> **What you are asked to do**
A word-for-word transcription of the whole listing is required.

Raw data Block Start

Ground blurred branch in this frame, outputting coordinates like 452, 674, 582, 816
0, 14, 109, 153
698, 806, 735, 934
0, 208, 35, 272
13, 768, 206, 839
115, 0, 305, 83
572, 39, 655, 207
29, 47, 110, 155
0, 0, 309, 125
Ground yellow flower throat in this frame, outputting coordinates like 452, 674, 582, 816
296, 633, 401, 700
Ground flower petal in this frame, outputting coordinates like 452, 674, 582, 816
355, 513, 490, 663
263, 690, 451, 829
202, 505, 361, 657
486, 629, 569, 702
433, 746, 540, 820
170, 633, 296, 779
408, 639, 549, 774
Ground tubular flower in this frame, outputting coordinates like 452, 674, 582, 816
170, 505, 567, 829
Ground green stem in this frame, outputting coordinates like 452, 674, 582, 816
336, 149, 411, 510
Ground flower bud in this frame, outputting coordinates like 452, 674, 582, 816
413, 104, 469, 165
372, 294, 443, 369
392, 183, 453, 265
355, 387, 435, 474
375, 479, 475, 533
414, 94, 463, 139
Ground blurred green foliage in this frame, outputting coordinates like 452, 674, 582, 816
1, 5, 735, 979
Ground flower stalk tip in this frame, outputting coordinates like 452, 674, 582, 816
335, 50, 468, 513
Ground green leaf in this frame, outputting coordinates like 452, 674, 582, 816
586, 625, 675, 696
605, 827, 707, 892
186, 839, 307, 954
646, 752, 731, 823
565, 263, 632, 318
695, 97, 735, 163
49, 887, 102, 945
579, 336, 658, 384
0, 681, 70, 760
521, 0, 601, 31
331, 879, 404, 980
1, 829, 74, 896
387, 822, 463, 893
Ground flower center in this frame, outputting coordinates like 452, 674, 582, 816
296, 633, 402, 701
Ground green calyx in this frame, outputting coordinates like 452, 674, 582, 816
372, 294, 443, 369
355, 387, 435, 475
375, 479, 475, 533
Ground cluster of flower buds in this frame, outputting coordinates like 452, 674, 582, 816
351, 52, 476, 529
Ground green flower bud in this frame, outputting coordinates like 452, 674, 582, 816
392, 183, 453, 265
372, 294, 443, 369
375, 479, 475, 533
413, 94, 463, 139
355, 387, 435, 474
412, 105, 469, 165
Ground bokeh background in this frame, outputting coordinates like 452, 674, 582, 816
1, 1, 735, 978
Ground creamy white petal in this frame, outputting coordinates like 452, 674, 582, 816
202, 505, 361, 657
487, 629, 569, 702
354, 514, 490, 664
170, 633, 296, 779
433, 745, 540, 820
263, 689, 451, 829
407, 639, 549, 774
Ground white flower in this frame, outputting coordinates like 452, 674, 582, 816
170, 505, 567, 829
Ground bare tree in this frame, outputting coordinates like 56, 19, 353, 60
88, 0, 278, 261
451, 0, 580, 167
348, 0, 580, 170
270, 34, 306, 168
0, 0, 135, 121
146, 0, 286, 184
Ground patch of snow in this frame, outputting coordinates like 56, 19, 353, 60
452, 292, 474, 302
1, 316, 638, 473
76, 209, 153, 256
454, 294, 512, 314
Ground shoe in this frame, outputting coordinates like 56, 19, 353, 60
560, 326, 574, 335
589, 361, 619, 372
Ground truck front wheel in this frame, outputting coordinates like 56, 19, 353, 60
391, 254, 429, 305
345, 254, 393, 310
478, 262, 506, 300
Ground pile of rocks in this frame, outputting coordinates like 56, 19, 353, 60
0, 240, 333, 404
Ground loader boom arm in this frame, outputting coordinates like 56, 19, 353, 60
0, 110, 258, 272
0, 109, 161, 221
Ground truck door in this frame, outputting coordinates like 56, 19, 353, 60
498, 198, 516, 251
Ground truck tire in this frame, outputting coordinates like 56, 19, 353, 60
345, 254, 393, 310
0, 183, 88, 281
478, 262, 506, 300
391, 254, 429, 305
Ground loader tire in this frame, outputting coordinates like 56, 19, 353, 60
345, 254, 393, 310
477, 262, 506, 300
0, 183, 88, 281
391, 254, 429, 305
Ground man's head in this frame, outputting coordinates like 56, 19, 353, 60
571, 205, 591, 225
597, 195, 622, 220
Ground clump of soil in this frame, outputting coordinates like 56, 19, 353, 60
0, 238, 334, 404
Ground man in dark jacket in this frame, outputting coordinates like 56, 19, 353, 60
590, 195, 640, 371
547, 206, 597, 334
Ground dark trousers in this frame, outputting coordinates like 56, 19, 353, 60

Raw data Block End

> **Response for this exercise**
Ground blurred branch in this frame, outputting coordinates like 452, 674, 582, 816
0, 14, 109, 153
698, 806, 735, 934
0, 208, 35, 272
13, 768, 206, 839
115, 0, 305, 83
572, 39, 655, 207
29, 47, 110, 155
0, 0, 309, 125
Ground yellow flower throat in this frame, outputting coordinates like 452, 674, 582, 816
296, 633, 401, 700
Ground flower petal in this frame, outputting coordinates like 452, 674, 582, 816
355, 513, 490, 663
263, 690, 451, 829
202, 505, 361, 657
486, 629, 569, 702
433, 746, 540, 820
170, 633, 296, 779
408, 639, 549, 774
Ground tubular flower in this frame, outputting coordinates like 452, 674, 582, 816
170, 505, 567, 829
Ground green stem in this frame, outputting coordinates like 452, 674, 582, 816
336, 149, 411, 510
Ground flower bud in this frame, outputting coordinates like 452, 674, 582, 816
413, 104, 469, 165
372, 294, 443, 369
392, 183, 453, 265
355, 387, 435, 474
375, 479, 475, 533
414, 94, 463, 139
Ground blurred green foliage in this frame, outputting coordinates like 452, 674, 582, 816
1, 5, 735, 979
Ground flower stalk tip in this frame, outputting coordinates like 452, 674, 582, 816
335, 50, 468, 513
Ground green leaf in this frame, outputting coordinates like 452, 674, 582, 816
586, 625, 675, 696
605, 827, 707, 892
186, 839, 307, 954
646, 752, 731, 823
565, 263, 632, 318
695, 97, 735, 163
49, 887, 102, 945
579, 336, 658, 384
0, 681, 70, 760
521, 0, 601, 31
331, 879, 404, 980
1, 829, 74, 896
387, 822, 463, 893
Ground flower center in this frame, outputting coordinates like 452, 674, 582, 816
296, 633, 402, 701
Ground green calyx in this frame, outputting coordinates like 452, 674, 582, 816
372, 294, 443, 369
355, 387, 435, 475
375, 479, 475, 533
Ground cluster of flower buds in this frame, outputting coordinates like 452, 674, 582, 816
351, 52, 476, 529
Ground green flower bud in this frame, outputting coordinates like 452, 674, 582, 816
392, 183, 453, 265
372, 294, 443, 369
375, 479, 475, 533
413, 94, 463, 139
355, 387, 435, 474
412, 105, 469, 165
Ground bokeh background in this frame, outputting coordinates like 452, 674, 582, 816
1, 1, 735, 978
Ground creamy white petal in this frame, outputting coordinates like 452, 674, 582, 816
202, 505, 361, 657
487, 629, 569, 702
354, 514, 490, 664
170, 633, 296, 779
433, 745, 540, 820
263, 689, 451, 829
407, 639, 549, 774
Ground white flower in this frame, outputting coordinates like 452, 674, 582, 816
170, 505, 567, 829
Ground bare tree in this frame, outputting coordinates like 56, 19, 353, 60
88, 0, 278, 261
451, 0, 580, 167
348, 0, 580, 170
270, 34, 306, 168
0, 0, 135, 121
146, 0, 286, 184
Ground patch of snow in this frame, outputting coordinates like 56, 19, 353, 60
452, 292, 474, 302
1, 316, 638, 473
76, 209, 153, 256
454, 294, 512, 314
Ground shoe in this frame, outputting coordinates like 56, 19, 353, 60
560, 326, 574, 335
589, 361, 619, 372
Ground truck front wheel in this frame, outputting coordinates like 56, 19, 353, 60
391, 254, 429, 305
345, 254, 393, 310
478, 262, 506, 300
Ground pile of rocks in this frame, outputting coordinates like 56, 19, 353, 60
0, 240, 333, 404
Ground loader boom arm in this frame, outputting coordinates like 56, 19, 353, 60
0, 110, 258, 272
0, 109, 161, 221
Ground truck door in this frame, outputting coordinates like 56, 19, 353, 60
498, 198, 516, 251
Ground truck tire in this frame, outputting coordinates like 56, 19, 353, 60
345, 254, 393, 310
0, 183, 88, 281
478, 262, 506, 300
391, 254, 429, 305
Ground loader tire in this frame, outputting coordinates like 56, 19, 353, 60
345, 254, 393, 310
477, 262, 506, 300
0, 183, 88, 281
391, 254, 429, 305
Ground man's head in this frame, outputting coordinates like 56, 19, 353, 60
571, 205, 591, 225
597, 195, 622, 220
Ground clump of soil in this frame, outputting coordinates like 56, 19, 353, 60
0, 238, 334, 404
Ground man in dark jacket in this frame, outputting coordinates like 56, 19, 353, 60
590, 195, 640, 371
547, 206, 597, 334
Ground dark trousers in this frame, outputting coordinates like 56, 19, 353, 60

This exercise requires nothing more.